**Written request**: Lay out the lines below as a numbered list, leaving out any blank lines.

[Data records]
———
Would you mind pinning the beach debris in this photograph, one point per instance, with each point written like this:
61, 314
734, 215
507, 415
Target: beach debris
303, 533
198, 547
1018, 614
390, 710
———
**Exercise result**:
1. Would you mind pinning the beach debris in this photograph, one point per instance, with each point written like this:
2. 61, 314
3. 734, 215
4. 507, 415
5. Target: beach debris
6. 303, 533
7. 198, 547
8. 1018, 614
9. 390, 710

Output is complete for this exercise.